**Task data**.
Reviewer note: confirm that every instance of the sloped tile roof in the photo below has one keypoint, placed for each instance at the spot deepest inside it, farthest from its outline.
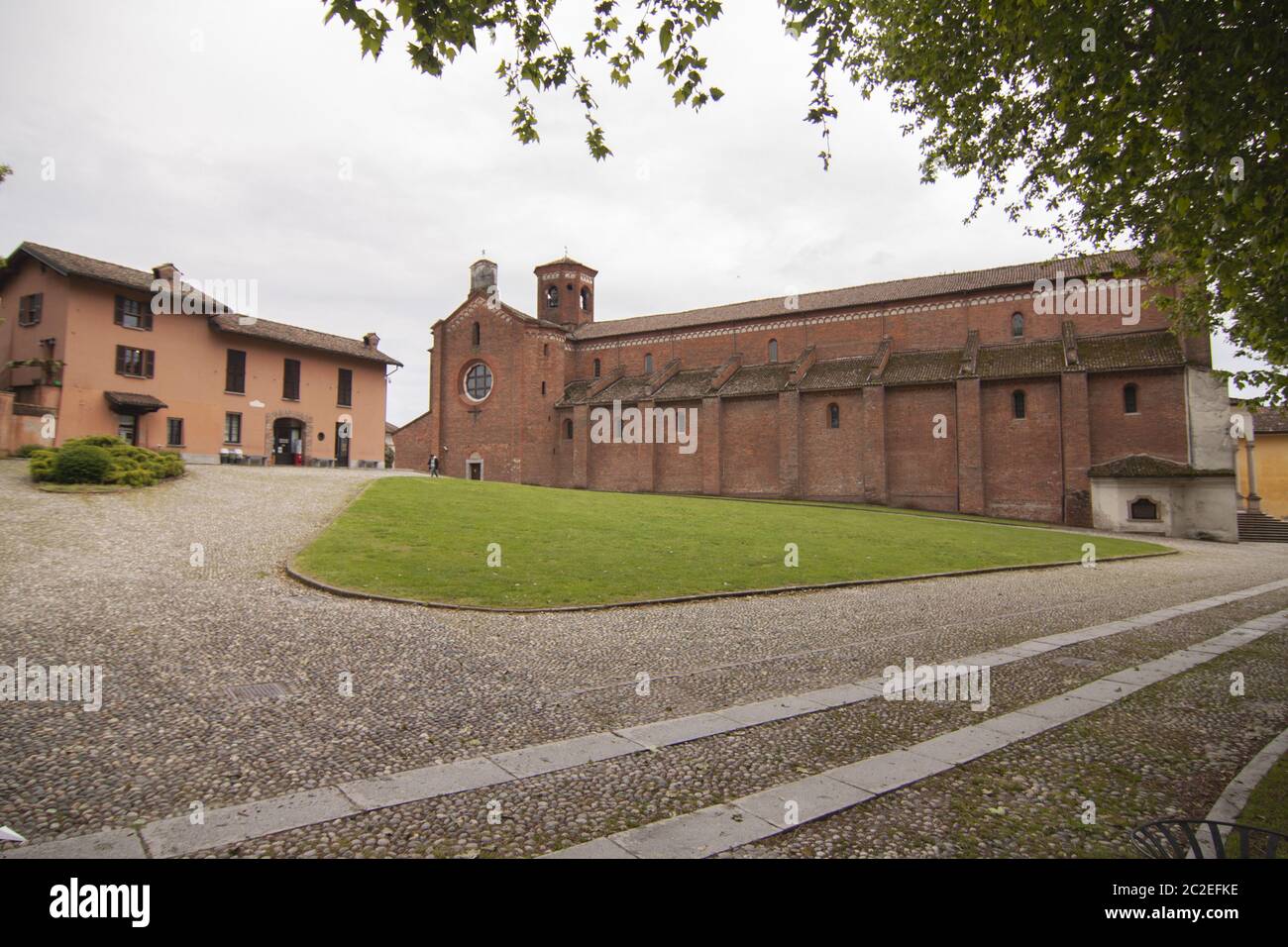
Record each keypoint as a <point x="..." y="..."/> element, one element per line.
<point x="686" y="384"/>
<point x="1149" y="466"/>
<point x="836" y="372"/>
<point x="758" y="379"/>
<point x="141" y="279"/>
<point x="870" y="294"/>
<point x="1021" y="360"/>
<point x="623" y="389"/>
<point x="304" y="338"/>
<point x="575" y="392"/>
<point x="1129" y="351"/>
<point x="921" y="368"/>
==
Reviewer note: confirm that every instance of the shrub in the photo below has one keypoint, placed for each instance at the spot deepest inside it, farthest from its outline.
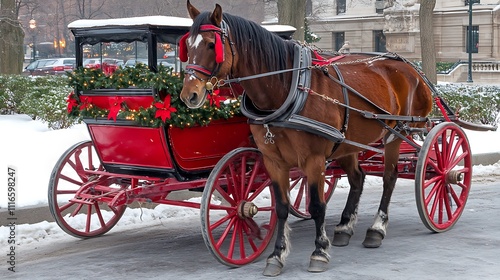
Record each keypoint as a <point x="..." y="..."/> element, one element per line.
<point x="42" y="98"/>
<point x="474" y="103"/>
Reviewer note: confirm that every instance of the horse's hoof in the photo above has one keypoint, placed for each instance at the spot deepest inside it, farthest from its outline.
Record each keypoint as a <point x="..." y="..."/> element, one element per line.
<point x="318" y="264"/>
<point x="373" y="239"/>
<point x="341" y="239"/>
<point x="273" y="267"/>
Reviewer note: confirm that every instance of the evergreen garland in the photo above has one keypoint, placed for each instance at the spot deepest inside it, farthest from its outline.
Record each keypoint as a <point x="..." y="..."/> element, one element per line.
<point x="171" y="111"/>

**Instructions for the task**.
Pull out every line of the material above that contains the word "placed", and copy each one in full.

**Solution to the exercise**.
Reviewer note: confirm that every instance of the sloped tile roof in the photo below has one keypoint, placed for each instance at the spot deepest inside it, farthest from its outline.
Reviewer note: confirm that every instance of the shrub in the photo below has one keypoint, placed for each instance at the spot deepest inside it, farthest from its outline.
Reviewer note: confirm that every instance of the horse's hoof in the photo above has one keypoint, placed for each instance at the spot deepest inside it, farthest from its outline.
Reviewer note: confirm that every instance of the evergreen garland in the photo above has one keypoint, placed for each instance at the spot deepest inside it, farthest from its outline.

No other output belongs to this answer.